[Coordinate annotation records]

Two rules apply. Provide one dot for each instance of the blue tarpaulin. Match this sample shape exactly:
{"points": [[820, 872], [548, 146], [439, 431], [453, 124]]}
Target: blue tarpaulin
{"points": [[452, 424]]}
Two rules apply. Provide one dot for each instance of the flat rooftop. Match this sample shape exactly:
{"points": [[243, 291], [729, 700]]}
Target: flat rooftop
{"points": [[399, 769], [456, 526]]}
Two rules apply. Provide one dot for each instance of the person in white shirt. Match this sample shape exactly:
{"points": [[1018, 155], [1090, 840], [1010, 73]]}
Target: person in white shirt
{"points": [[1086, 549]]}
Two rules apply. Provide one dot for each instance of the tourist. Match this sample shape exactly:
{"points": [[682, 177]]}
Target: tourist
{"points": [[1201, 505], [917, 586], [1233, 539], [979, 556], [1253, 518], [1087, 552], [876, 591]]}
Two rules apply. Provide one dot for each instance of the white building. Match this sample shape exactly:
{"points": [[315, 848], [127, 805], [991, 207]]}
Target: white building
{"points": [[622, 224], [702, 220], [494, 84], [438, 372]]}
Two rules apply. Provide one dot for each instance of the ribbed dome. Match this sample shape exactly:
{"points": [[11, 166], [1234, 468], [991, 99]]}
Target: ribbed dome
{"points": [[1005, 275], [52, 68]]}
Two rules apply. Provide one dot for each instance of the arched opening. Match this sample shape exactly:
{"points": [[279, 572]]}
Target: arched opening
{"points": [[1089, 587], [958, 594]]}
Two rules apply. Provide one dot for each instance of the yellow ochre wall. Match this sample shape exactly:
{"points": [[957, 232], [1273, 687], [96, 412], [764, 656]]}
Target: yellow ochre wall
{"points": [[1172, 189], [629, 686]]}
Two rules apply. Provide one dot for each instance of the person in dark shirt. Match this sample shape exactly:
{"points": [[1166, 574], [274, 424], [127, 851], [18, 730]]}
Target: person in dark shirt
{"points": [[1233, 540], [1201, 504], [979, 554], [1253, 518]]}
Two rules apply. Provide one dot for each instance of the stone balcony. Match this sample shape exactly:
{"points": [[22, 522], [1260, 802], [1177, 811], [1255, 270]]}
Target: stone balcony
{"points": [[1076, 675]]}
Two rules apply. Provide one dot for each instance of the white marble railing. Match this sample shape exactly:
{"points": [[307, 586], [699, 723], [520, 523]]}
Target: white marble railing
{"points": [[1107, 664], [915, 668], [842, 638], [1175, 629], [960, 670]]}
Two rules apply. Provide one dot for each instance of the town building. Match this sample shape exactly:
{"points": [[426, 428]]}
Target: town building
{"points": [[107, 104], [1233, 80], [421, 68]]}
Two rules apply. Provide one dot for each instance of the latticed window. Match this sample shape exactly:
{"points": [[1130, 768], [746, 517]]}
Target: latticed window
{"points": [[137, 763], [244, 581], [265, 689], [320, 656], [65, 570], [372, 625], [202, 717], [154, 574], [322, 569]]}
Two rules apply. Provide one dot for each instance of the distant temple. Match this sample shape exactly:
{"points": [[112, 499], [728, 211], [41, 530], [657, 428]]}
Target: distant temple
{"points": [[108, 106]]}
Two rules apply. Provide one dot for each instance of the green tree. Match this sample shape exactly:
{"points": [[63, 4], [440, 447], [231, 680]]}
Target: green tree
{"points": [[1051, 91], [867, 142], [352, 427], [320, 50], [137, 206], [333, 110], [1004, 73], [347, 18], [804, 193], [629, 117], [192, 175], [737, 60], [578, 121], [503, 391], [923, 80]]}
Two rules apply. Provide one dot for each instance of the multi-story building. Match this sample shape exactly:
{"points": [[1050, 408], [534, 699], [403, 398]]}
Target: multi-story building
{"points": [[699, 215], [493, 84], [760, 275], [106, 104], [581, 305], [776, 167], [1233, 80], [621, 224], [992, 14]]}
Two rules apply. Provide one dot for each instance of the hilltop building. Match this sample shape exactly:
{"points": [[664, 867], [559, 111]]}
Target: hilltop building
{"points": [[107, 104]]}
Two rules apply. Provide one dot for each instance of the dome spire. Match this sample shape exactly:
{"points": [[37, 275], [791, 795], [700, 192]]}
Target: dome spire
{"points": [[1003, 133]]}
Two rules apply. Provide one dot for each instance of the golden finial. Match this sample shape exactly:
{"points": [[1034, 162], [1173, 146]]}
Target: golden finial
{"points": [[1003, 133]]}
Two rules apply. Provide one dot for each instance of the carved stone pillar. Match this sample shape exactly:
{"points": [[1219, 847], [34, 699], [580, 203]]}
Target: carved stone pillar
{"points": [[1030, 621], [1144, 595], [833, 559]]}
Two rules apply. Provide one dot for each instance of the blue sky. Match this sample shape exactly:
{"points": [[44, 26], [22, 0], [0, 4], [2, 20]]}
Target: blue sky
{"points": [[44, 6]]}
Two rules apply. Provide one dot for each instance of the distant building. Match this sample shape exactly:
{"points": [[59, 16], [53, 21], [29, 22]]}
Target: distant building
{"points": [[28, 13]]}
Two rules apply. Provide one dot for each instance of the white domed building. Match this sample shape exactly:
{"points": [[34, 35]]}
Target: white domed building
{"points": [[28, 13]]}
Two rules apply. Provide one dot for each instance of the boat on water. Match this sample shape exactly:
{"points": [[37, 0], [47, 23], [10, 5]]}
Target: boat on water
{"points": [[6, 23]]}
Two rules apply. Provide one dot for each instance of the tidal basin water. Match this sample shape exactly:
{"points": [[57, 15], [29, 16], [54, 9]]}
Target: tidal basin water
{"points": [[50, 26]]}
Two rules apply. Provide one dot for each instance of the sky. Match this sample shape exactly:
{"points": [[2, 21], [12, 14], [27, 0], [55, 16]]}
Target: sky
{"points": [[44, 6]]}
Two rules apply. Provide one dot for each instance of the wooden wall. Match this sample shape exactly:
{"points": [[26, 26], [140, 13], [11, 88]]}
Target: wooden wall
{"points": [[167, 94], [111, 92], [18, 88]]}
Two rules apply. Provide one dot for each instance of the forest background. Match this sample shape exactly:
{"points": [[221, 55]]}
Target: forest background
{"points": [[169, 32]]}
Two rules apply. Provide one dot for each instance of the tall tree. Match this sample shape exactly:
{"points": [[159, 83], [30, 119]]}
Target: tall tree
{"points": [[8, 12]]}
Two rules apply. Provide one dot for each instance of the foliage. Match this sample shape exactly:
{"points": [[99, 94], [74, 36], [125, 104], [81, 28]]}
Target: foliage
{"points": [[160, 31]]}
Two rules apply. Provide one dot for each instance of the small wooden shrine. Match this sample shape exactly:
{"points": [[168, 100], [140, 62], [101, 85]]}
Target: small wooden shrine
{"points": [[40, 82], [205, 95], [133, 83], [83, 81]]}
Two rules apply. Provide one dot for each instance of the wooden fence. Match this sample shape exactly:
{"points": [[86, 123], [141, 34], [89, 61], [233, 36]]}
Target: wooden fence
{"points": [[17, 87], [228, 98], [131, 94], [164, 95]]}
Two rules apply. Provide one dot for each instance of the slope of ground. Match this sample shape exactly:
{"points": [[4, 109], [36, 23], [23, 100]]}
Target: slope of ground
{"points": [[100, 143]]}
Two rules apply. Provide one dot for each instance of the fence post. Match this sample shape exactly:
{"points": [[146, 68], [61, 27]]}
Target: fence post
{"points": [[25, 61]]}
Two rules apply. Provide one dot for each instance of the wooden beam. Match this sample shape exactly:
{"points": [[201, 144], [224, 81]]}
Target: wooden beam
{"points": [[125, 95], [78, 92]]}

Given exercise ▸ Starting at the line that contains "of the tall", output each remaining line of the listing, the last line included, exactly as it appears.

Task result ▸
Two rules apply. Provide one dot for each instance of the tall tree. Match this sample shape exactly:
{"points": [[159, 83], [30, 119]]}
Target: tall tree
{"points": [[8, 12]]}
Two rules apply. Provide one dot for each instance of the foliage. Match this sample shape exactly:
{"points": [[99, 94], [74, 36], [125, 104], [81, 28]]}
Target: foliage
{"points": [[160, 31]]}
Two rules apply. Provide one dot for each instance of the small wooden shrine. Match this sample shape exactly:
{"points": [[168, 100], [140, 62], [101, 85]]}
Target: small wooden shrine
{"points": [[40, 82], [205, 95], [133, 83], [83, 81]]}
Two rules apply. Provide one dot for each instance of the wooden fence. Match this sample shape exactly:
{"points": [[86, 123], [141, 34], [89, 61], [233, 36]]}
Target: wooden fence
{"points": [[17, 87], [228, 98], [131, 94], [164, 95]]}
Two rules apply. Provide one dot for each instance of the slope of ground. Match this sample shape exactly:
{"points": [[4, 109], [36, 23], [23, 100]]}
Target: slope of ground
{"points": [[100, 143]]}
Two rules apply. Provide one dot for each instance of the fence post. Match this sample shape exactly:
{"points": [[146, 68], [61, 27]]}
Target: fence post
{"points": [[25, 61]]}
Two rules apply. Provide one dot for each instance of the wooden beam. Match this sample shape exactly:
{"points": [[201, 144], [224, 81]]}
Target: wooden beam
{"points": [[125, 95], [78, 92]]}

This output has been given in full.